* [Excerpts from a point labeling dataset]:
•••••

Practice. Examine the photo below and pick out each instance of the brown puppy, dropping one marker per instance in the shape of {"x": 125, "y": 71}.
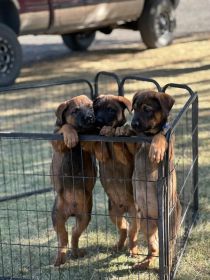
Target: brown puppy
{"x": 151, "y": 110}
{"x": 73, "y": 173}
{"x": 115, "y": 176}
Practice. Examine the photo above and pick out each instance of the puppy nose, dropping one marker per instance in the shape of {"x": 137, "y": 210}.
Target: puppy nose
{"x": 99, "y": 120}
{"x": 89, "y": 118}
{"x": 135, "y": 124}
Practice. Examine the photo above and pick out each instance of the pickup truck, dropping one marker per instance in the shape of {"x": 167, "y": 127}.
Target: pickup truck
{"x": 77, "y": 22}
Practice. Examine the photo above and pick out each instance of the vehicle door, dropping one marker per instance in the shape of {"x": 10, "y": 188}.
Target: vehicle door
{"x": 34, "y": 15}
{"x": 111, "y": 11}
{"x": 68, "y": 14}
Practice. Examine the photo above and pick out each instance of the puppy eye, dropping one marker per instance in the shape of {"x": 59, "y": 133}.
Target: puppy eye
{"x": 110, "y": 110}
{"x": 147, "y": 109}
{"x": 75, "y": 111}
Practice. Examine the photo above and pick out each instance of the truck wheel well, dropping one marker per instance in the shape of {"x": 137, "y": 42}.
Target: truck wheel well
{"x": 9, "y": 15}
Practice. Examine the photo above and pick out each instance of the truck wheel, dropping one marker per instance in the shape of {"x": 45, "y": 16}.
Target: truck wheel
{"x": 157, "y": 23}
{"x": 10, "y": 56}
{"x": 79, "y": 41}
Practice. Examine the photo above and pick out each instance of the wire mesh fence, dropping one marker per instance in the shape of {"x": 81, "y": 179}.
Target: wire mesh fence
{"x": 36, "y": 202}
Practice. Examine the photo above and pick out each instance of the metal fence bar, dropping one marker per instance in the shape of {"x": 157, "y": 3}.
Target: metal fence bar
{"x": 137, "y": 78}
{"x": 195, "y": 151}
{"x": 25, "y": 86}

•••••

* [THE TASK]:
Reproduce all of the items above line for line, omitting the pictures.

* [ANSWER TO THE EXERCISE]:
Practice. Examine the photo below and pick out each instance of the brown puppy, dropping one marker per instance in the shape of {"x": 125, "y": 71}.
Target: brown puppy
{"x": 151, "y": 110}
{"x": 73, "y": 173}
{"x": 115, "y": 176}
Practice. Examine the photo above and pick out each instance of the puppy nose, dropping one marker per instance in the shape of {"x": 137, "y": 210}.
Target: puppy nose
{"x": 99, "y": 120}
{"x": 89, "y": 118}
{"x": 135, "y": 124}
Practice. Examine the photo above and pick out each instance of the pickup truck, dropping one marker per instance in the shape of {"x": 167, "y": 127}.
Target: pickup truck
{"x": 77, "y": 22}
Practice. Examine the photo above and pick out each instance of the vehicle door, dropping one marker per instance in the shape of {"x": 10, "y": 188}.
Target: vehicle door
{"x": 34, "y": 15}
{"x": 111, "y": 11}
{"x": 68, "y": 14}
Practice. Examine the photo above and pick out each instance of the puppy eye, dropping one marker per instance in the shape of {"x": 59, "y": 133}.
Target: puppy eye
{"x": 110, "y": 110}
{"x": 147, "y": 109}
{"x": 75, "y": 111}
Practice. Examine the photo above and pick out each instance of the truck wheel well, dropping one marker per instance in the shape of {"x": 137, "y": 42}.
Target: truck wheel well
{"x": 9, "y": 15}
Practice. Examine the photo above and pick out each instance of the truck wheel, dropping one marker per instance in the shape of {"x": 45, "y": 16}.
Target: truck wheel
{"x": 157, "y": 23}
{"x": 10, "y": 56}
{"x": 79, "y": 41}
Practice. Examine the photo above and pick out each instance of the wire mesh fence, dropping one marker per instance in the shape of {"x": 81, "y": 179}.
Target: wire mesh fence
{"x": 36, "y": 202}
Practice. Examine the photo above and pick out each instance of the metal fence bar, dropping one marker per instance in the shape of {"x": 157, "y": 3}.
Target: metal fence bar
{"x": 137, "y": 78}
{"x": 195, "y": 151}
{"x": 25, "y": 86}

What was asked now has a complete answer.